- [Work required]: Each entry needs to be retyped exactly, with nothing added or dropped.

=== Begin Enclosure ===

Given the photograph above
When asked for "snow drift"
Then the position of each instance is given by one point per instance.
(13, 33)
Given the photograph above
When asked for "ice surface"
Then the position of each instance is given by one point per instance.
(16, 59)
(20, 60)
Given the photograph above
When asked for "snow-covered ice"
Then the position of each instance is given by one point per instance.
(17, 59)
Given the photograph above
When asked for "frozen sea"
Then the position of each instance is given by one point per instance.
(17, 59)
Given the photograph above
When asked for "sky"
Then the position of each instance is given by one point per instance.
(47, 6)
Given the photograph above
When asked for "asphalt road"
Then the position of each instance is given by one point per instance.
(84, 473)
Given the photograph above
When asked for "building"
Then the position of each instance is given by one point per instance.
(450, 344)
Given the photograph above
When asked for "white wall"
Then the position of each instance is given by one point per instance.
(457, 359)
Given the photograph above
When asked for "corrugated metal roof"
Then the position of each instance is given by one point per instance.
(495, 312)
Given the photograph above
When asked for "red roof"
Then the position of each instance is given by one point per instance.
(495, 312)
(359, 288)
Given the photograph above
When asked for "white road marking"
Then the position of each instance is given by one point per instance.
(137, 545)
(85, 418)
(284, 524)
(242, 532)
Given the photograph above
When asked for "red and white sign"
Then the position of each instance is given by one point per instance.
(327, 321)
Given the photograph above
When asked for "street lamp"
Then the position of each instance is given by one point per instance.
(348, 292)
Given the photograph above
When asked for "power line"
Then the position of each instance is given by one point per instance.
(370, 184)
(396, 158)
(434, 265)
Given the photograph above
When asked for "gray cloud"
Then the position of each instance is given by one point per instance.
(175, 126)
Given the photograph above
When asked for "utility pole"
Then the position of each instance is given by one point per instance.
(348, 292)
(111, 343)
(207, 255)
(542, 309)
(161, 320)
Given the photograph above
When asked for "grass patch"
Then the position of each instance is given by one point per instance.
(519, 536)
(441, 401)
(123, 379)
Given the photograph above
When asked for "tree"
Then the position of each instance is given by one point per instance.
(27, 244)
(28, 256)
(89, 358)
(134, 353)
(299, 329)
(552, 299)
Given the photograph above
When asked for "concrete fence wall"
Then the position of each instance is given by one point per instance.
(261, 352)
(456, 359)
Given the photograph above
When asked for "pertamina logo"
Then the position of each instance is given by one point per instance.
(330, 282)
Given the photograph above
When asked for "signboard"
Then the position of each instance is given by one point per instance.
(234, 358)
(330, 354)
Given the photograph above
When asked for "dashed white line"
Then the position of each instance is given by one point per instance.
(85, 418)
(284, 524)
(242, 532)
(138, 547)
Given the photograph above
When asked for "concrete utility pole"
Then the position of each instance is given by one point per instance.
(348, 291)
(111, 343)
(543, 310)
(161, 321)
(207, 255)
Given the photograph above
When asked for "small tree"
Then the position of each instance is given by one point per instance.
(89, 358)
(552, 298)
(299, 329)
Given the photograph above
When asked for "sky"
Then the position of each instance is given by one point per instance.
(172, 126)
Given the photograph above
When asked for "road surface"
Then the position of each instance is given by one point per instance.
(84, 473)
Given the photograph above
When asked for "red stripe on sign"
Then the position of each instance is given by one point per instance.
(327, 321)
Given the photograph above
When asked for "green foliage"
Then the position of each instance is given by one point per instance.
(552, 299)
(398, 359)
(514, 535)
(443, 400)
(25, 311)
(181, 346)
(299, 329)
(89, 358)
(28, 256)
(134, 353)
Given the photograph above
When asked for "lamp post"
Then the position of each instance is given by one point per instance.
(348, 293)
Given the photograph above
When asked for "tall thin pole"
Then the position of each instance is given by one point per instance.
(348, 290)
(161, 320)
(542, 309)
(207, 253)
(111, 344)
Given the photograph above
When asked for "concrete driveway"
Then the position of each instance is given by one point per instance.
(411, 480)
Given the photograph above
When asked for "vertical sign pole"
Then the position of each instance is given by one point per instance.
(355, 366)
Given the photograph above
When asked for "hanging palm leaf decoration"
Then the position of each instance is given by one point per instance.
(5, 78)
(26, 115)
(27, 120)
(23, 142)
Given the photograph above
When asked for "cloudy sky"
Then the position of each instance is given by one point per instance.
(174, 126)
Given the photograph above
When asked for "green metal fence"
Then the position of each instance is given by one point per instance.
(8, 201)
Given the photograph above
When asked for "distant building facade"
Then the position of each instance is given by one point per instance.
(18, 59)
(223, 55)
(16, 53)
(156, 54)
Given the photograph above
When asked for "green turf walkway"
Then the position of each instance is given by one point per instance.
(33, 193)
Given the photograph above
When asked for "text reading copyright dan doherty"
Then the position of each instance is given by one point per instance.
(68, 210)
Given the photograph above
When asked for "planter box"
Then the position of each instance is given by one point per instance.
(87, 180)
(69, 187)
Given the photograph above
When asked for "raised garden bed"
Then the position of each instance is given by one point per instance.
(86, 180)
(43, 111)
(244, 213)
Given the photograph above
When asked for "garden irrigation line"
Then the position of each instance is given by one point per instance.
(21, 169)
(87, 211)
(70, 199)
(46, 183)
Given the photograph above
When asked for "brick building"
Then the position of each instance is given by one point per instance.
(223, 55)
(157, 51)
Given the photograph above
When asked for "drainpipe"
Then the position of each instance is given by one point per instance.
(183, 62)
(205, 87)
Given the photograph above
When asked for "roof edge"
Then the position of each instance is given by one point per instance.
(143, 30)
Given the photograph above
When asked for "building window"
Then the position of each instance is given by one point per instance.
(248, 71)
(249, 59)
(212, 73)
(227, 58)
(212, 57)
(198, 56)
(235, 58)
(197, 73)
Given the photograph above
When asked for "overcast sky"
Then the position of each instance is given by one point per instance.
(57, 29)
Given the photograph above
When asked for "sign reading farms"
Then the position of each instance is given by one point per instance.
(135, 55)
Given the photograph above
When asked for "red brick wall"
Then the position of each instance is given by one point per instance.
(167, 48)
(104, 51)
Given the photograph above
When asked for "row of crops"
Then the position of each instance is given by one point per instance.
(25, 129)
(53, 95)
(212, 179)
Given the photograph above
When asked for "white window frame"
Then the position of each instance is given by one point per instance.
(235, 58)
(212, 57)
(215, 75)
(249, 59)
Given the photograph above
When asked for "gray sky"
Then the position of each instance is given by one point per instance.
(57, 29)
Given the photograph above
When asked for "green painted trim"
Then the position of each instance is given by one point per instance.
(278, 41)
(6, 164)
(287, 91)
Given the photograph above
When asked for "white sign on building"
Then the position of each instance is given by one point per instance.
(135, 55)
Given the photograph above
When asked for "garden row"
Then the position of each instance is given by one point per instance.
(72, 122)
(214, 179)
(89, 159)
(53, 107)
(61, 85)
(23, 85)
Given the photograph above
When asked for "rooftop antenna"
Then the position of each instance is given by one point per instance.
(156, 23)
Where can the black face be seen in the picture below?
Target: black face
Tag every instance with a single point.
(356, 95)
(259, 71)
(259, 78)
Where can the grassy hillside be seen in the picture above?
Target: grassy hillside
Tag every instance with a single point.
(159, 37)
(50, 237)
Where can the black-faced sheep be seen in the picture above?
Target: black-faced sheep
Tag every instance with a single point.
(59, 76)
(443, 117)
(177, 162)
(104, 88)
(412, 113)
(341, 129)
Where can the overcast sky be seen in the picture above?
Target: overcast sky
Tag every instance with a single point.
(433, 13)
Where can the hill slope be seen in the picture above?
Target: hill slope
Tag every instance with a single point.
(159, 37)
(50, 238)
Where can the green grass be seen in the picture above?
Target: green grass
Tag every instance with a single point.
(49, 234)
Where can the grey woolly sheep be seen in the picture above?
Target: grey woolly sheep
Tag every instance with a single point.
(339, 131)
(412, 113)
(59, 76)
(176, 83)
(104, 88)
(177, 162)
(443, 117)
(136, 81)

=== End Enclosure ===

- [Problem solution]:
Given the photograph above
When asked for "snow drift"
Then the position of each instance is given by one point per instance.
(13, 33)
Given the photograph above
When asked for "ice surface"
Then the position of each instance is given by one point per instance.
(16, 59)
(20, 60)
Given the photograph above
When asked for "snow-covered ice"
Then the position of each instance is given by one point per instance.
(17, 59)
Given the photograph above
When asked for "frozen sea"
Then the position of each instance is given by one point per instance.
(17, 59)
Given the photograph above
When asked for "sky"
Then the position of each instance is given by one point per instance.
(47, 6)
Given the photograph above
When asked for "asphalt road"
Then the position of each instance is given by one point per instance.
(84, 473)
Given the photograph above
When asked for "building"
Then the position of each instance is given by one point per instance.
(450, 344)
Given the photograph above
When asked for "white wall"
Then the position of each instance is given by one point per instance.
(457, 359)
Given the photograph above
When asked for "corrugated metal roof"
Then the position of each instance is given by one point per instance.
(495, 312)
Given the photograph above
When asked for "red roof"
Then the position of each instance is given by one point per instance.
(495, 312)
(359, 288)
Given the photograph above
When asked for "white road marking"
Then the position of each instance is given by one point per instance.
(137, 545)
(85, 418)
(284, 524)
(242, 532)
Given the photograph above
When asked for "red and white sign"
Then the position of each instance is given by one point per instance.
(327, 321)
Given the photograph above
When asked for "street lamp"
Then the position of each instance is given by one point per instance.
(348, 292)
Given the photograph above
When asked for "power line"
Then the position of each instance is given by one point per instance.
(370, 184)
(396, 158)
(434, 265)
Given the photograph above
When asked for "gray cloud"
Then the position of each instance is given by one point per instance.
(175, 126)
Given the photograph above
When asked for "utility pole"
Then the position of each instance is given by one point per instance.
(348, 292)
(111, 343)
(207, 255)
(542, 309)
(161, 320)
Given the photograph above
When asked for "grass patch"
Then the position of each instance is given by one point per instance.
(519, 536)
(441, 401)
(123, 379)
Given the photograph above
When asked for "tree"
Then the position of each instance is given by one point per instance.
(27, 244)
(28, 256)
(89, 358)
(134, 353)
(299, 329)
(552, 299)
Given the photograph above
When asked for "concrete fence wall"
Then the position of each instance is given by one point per instance.
(261, 352)
(456, 359)
Given the photograph above
When asked for "pertamina logo"
Then the position of each instance is given by one point per instance.
(330, 282)
Given the photograph above
When asked for "signboard"
Then the position of each instance is given by one point per instance.
(234, 358)
(330, 354)
Given the photograph above
When asked for "dashed white line"
Then the position of each instance is given by one point per instance.
(85, 418)
(284, 524)
(242, 532)
(138, 547)
Given the photograph above
When asked for "concrete utility pole"
Then the position of each instance is given by one point per instance.
(348, 291)
(111, 343)
(543, 310)
(161, 321)
(207, 255)
Given the photograph above
When asked for "small tree"
Then the position of each instance is given by one point per instance.
(89, 358)
(552, 298)
(299, 329)
Given the photograph above
When asked for "sky"
Then the position of each instance is given by one point per instance.
(172, 126)
Given the photograph above
When asked for "road surface"
Then the position of each instance is given by one point per instance.
(84, 473)
Given the photograph above
When asked for "red stripe on sign"
Then the position of each instance is given by one point per instance.
(327, 321)
Given the photograph above
When asked for "green foliage"
Then the position of each instance is given by one point per instance.
(552, 299)
(398, 359)
(514, 535)
(443, 400)
(25, 311)
(181, 346)
(299, 329)
(89, 358)
(28, 256)
(134, 353)
Given the photograph above
When asked for "lamp post"
Then the position of each instance is given by one point per instance.
(348, 293)
Given the photograph above
When asked for "tall thin pole"
Then the position of each instance is given by one point per instance.
(348, 290)
(161, 320)
(542, 309)
(207, 253)
(111, 344)
Given the photograph above
When asked for "concrete driveway"
Then the position of each instance is given by one point per instance.
(411, 480)
Given the photograph above
When asked for "vertical sign pole"
Then the position of each instance is given by one point per instance.
(355, 366)
Given the photograph above
When asked for "hanging palm leaf decoration"
Then the position of each instance is given by one point per instance.
(5, 78)
(26, 115)
(27, 120)
(23, 142)
Given the photograph above
When asked for "cloudy sky"
Then the position of each instance is given by one point per instance.
(174, 126)
Given the photograph above
When asked for "green metal fence"
Then the position of each instance is given by one point per instance.
(8, 201)
Given the photograph above
When asked for "distant building facade"
Then the position of each instance is given by one point per instance.
(18, 59)
(223, 55)
(16, 53)
(156, 54)
Given the photograph above
When asked for "green turf walkway"
Then the position of each instance is given by one point per instance.
(33, 193)
Given the photograph above
When asked for "text reading copyright dan doherty"
Then the position of each instance is given by one point per instance.
(68, 210)
Given the photograph above
When asked for "planter box"
Then the position of each instance is given by one point per instance.
(87, 180)
(69, 187)
Given the photograph above
When asked for "raised garden bed"
Then the position of each instance is given by one point per instance.
(86, 180)
(43, 111)
(244, 213)
Given the photograph above
When asked for "garden irrigation line"
Then the position of each instance is given by one point per instance.
(21, 169)
(87, 211)
(70, 199)
(46, 183)
Given the photograph above
When asked for "brick building"
Then the position of each instance is given by one point per instance.
(223, 55)
(157, 51)
Given the photograph above
When asked for "drainpipe"
Then the position of each instance is given by one point per instance.
(183, 62)
(205, 87)
Given the photograph above
When asked for "roof edge"
Then the position of each instance is given by one point per instance.
(143, 30)
Given the photograph above
When asked for "building window"
Then the position of each instance is given by one point per instance.
(248, 71)
(249, 59)
(212, 73)
(227, 58)
(212, 57)
(198, 56)
(235, 58)
(197, 73)
Given the photograph above
When asked for "overcast sky"
Then the position of each instance is given by one point per instance.
(57, 29)
Given the photograph above
When asked for "sign reading farms"
Then the position of each instance is given by one point per instance.
(135, 55)
Given the photograph above
When asked for "red brick wall"
Then the position of each instance is given by one point per instance.
(167, 48)
(104, 51)
Given the photograph above
When asked for "row of crops"
Then the position of each instance is given by one point per instance.
(25, 129)
(53, 95)
(212, 179)
Given the photograph above
When asked for "white window frame"
Then the position of each instance is given by one point per instance.
(235, 58)
(212, 57)
(215, 75)
(249, 59)
Given the photograph above
When asked for "gray sky"
Then the position of each instance is given by one point per instance.
(57, 29)
Given the photograph above
When asked for "green painted trim"
Then the position of each instance is given by one point per instance.
(278, 41)
(6, 164)
(287, 91)
Given the photograph above
When asked for "white sign on building"
Then the position of each instance is given by one point per instance.
(135, 55)
Given the photograph above
When asked for "garden row"
Then the position of each instance is given by one point per instance.
(72, 122)
(214, 179)
(89, 159)
(53, 107)
(61, 85)
(23, 85)
Given the photograph above
When asked for "rooftop antenna"
Then the position of each instance is given by one point per instance.
(156, 23)
Where can the black face be seen in the picture below?
Target: black face
Tag every instance with a single point.
(356, 95)
(259, 71)
(259, 78)
Where can the grassy hillside be seen in the picture above?
Target: grassy hillside
Tag every instance with a single point.
(159, 37)
(50, 237)
Where can the black-faced sheep be seen in the picture above?
Target: black-faced sheep
Tag every instance with a single point.
(59, 76)
(443, 117)
(177, 162)
(104, 88)
(412, 113)
(341, 129)
Where can the overcast sky be seen in the picture above?
Target: overcast sky
Tag every instance with a single point.
(433, 13)
Where can the hill slope be seen in the picture above?
Target: hill slope
Tag every instance with a single point.
(159, 37)
(50, 238)
Where can the green grass be seen in the picture above?
Target: green grass
Tag every instance with a single point.
(49, 234)
Where can the grey woolly sheep be seen in the picture above?
Target: grey woolly sheep
Tag every instance with a single point.
(339, 131)
(412, 113)
(59, 76)
(176, 83)
(104, 88)
(177, 162)
(443, 117)
(136, 81)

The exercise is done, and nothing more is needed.